[Saved data entries]

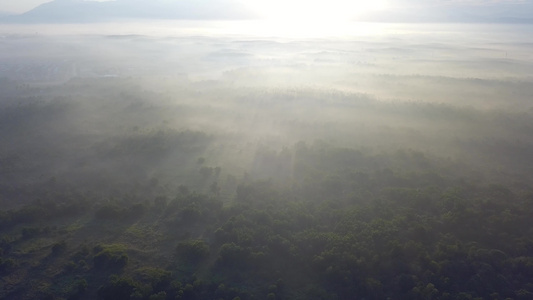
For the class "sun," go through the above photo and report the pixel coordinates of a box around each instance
[247,0,387,22]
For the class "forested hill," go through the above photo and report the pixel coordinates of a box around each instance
[0,78,533,300]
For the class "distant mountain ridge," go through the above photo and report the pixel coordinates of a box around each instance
[0,0,533,24]
[2,0,254,23]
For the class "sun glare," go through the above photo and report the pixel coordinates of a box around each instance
[247,0,387,22]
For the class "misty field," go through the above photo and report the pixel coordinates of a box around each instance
[0,21,533,300]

TASK OBJECTIVE » Rewrite all the items above, substituting "image" for every "photo" and leaving everything else unchanged. Omit the pictures from your answer.

SOLUTION FOR THIS TASK »
For the class "sun," go through the above image and report the pixel coordinates of a box around each instance
[247,0,387,22]
For the class "forested hill," go through the above image and report the pixel coordinates of a box around each instance
[0,78,533,300]
For the class "distant mountain ridge," go through the above image and report the pixel coordinates of a box around each instance
[0,0,533,24]
[2,0,254,23]
For the class "sun glare," go through the above image and report the pixel coordinates of a box around each instance
[247,0,387,22]
For the class "misty field," go through the above image and report the pixel coordinates of a box around each instance
[0,21,533,300]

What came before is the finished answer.